_Input material:_
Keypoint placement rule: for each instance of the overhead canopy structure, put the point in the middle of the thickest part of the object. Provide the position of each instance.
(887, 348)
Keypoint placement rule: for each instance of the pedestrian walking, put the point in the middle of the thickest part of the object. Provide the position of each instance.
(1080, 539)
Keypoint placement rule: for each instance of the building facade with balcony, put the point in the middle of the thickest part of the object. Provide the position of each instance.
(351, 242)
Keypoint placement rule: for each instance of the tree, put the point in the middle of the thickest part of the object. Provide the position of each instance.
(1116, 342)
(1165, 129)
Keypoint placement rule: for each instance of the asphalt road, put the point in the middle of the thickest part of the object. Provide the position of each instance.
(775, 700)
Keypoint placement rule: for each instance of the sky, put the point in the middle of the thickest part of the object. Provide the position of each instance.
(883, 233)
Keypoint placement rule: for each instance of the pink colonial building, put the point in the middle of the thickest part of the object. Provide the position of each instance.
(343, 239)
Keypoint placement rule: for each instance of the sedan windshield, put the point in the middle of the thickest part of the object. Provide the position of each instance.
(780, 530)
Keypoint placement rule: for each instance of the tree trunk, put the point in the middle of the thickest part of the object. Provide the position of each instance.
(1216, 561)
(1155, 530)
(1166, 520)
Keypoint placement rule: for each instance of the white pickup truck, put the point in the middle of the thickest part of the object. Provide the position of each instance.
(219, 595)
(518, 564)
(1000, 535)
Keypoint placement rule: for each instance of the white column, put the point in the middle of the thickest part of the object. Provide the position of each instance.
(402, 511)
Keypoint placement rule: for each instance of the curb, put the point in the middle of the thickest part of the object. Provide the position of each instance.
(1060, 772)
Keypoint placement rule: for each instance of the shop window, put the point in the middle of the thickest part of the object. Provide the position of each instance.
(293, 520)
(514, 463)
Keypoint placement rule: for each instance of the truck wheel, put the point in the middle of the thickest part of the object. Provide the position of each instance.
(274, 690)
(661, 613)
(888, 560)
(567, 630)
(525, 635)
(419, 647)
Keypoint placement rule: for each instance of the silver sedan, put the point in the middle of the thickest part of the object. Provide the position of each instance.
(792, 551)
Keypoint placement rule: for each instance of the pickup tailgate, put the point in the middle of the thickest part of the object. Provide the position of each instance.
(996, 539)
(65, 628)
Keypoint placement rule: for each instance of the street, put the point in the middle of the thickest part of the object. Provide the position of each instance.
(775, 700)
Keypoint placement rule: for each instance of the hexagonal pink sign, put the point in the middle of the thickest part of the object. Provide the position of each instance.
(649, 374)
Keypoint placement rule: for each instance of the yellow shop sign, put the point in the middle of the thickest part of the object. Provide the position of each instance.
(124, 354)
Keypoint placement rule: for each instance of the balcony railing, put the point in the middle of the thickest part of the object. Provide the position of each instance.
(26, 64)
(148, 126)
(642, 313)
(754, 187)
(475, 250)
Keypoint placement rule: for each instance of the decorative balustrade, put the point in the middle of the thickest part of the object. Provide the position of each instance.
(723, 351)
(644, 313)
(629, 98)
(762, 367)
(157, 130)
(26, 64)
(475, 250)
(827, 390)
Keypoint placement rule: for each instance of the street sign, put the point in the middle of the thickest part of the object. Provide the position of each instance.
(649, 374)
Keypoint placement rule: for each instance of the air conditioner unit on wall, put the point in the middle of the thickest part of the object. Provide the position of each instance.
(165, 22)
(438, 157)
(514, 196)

_What you should do:_ Produce an exact repeat of the lines from the one containing "Keypoint placement rule: for each instance of the balcony" through the last line of the data, and nothing more.

_Solution below:_
Keypoint placement rule: for each instance of the balcony railing, put the point in the middle of the thickest part of the object. Provide the position of each instance.
(26, 64)
(148, 126)
(642, 313)
(754, 187)
(475, 250)
Keypoint placement rule: for each instance of the decorative balustrade, put the point in the middle of the thickest part of the object. Provide the position of each instance.
(723, 351)
(644, 313)
(629, 98)
(762, 367)
(157, 130)
(26, 64)
(475, 250)
(827, 390)
Keypoint placement rule: for each instance of the street sign, put the point in the middle of the thickest part of the object. Provide the position of each instance.
(649, 374)
Keypoint placement rule: for each instance of the air conditioner unit on wall, put the point in the middle of the thickest part of the object. Provide the position of each instance.
(165, 22)
(438, 157)
(514, 196)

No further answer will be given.